(EXERCISE REQUIREMENTS) Write out every line of the listing below word for word, without changing anything.

(A run of records)
__________________________________________________
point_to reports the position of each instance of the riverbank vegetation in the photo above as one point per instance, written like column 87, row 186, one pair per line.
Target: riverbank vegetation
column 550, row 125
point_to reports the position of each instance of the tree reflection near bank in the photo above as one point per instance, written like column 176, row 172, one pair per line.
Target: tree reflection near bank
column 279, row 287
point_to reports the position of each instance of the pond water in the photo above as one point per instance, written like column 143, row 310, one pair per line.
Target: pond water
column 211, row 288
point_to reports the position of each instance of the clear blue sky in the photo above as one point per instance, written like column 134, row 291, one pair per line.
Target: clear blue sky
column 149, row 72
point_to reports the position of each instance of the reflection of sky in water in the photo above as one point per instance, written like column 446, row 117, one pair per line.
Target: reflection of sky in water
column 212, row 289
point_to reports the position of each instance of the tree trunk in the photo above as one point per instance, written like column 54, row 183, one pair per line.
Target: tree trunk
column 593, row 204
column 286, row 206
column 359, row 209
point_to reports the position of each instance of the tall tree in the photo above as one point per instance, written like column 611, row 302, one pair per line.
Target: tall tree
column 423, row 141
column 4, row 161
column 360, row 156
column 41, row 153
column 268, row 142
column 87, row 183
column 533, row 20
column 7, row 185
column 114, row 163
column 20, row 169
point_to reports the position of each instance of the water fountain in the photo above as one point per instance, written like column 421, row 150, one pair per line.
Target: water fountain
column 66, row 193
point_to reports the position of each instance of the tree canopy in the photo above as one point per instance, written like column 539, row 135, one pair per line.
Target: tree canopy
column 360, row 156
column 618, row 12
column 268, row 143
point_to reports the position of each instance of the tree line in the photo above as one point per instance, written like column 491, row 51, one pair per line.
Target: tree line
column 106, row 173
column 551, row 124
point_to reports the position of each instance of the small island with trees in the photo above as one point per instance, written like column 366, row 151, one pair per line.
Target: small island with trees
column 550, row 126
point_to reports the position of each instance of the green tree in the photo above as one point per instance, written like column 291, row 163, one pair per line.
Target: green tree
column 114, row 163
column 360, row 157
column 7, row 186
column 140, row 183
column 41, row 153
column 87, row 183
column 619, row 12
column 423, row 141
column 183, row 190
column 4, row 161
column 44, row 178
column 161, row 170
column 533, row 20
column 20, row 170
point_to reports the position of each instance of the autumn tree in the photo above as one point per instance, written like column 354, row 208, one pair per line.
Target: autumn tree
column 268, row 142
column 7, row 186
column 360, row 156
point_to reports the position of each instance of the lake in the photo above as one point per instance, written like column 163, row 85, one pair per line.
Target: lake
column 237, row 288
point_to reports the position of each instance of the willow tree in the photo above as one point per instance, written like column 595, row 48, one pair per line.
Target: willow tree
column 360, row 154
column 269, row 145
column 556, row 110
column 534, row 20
__________________________________________________
(PROBLEM SOLUTION)
point_to reports the position of each instance of the riverbank vegetation in the photo above as one point per instance, written like column 87, row 186, one pair per line.
Target: riverbank vegetation
column 550, row 125
point_to reports the position of each instance of the tree reflection near bank in the photo above as one point per instance, written like column 176, row 172, one pair per line.
Target: tree reflection near bank
column 279, row 287
point_to reports the position of each instance of the pond water in the photo above as one point per instance, written like column 143, row 310, one pair per line.
Target: pond water
column 211, row 288
point_to reports the position of each instance of the clear blue sky in the photo above as one point per instance, written like column 134, row 291, one pair per line.
Target: clear blue sky
column 149, row 72
point_to reports the position of each instance of the reflection of sky in water in the photo above as one point per instance, written like column 446, row 117, one pair per line.
Target: reflection of sky in water
column 212, row 289
point_to reports the position of each instance of the tree trunk in the photo above as one point per instance, written like column 54, row 183, one pair per line.
Target: tree trunk
column 593, row 204
column 286, row 206
column 359, row 209
point_to reports the position of each instance of the tall tree in the photo above as one point per instance, written like column 611, row 302, one pair per line.
Target: tall tree
column 423, row 141
column 4, row 161
column 360, row 156
column 41, row 153
column 268, row 142
column 87, row 183
column 533, row 20
column 7, row 185
column 114, row 163
column 20, row 169
point_to reports the position of each instance of the water fountain in the photo above as one point per instance, written like column 421, row 150, one pair per line.
Target: water fountain
column 66, row 193
point_to reports the position of each instance of the tree canopy in the photo above as one point per instance, written like column 539, row 135, one pair per line.
Target: tree canopy
column 360, row 156
column 618, row 12
column 268, row 143
point_to reports the position of each instance of the tree line in the photo above as one point per instance, written like column 491, row 51, one pair per line.
Target: tree line
column 106, row 173
column 551, row 124
point_to reports the position of each instance of the small island with trees in the photo above as one point per instance, written like column 366, row 151, one pair per line.
Target: small island with trees
column 550, row 126
point_to reports the position of each instance of the green tree in the photo above as one point per instance, written like column 291, row 163, one pair per line.
Target: green tree
column 114, row 163
column 360, row 157
column 7, row 186
column 140, row 183
column 41, row 153
column 87, row 183
column 619, row 12
column 423, row 141
column 183, row 190
column 4, row 161
column 44, row 178
column 161, row 170
column 533, row 20
column 20, row 170
point_to reports the position of each instance of the autumn tree in the photo above as one point per instance, written like column 354, row 208, one pair per line.
Target: autumn tree
column 268, row 142
column 7, row 186
column 360, row 156
point_to reports the position of each instance of the lake in the photo above as one point per instance, written like column 163, row 85, one pair per line.
Target: lake
column 237, row 288
point_to reports the position of each instance of the willow tree in the photo above as one point per instance, written like column 595, row 48, one pair per line.
Target: willow tree
column 360, row 154
column 269, row 145
column 556, row 110
column 534, row 20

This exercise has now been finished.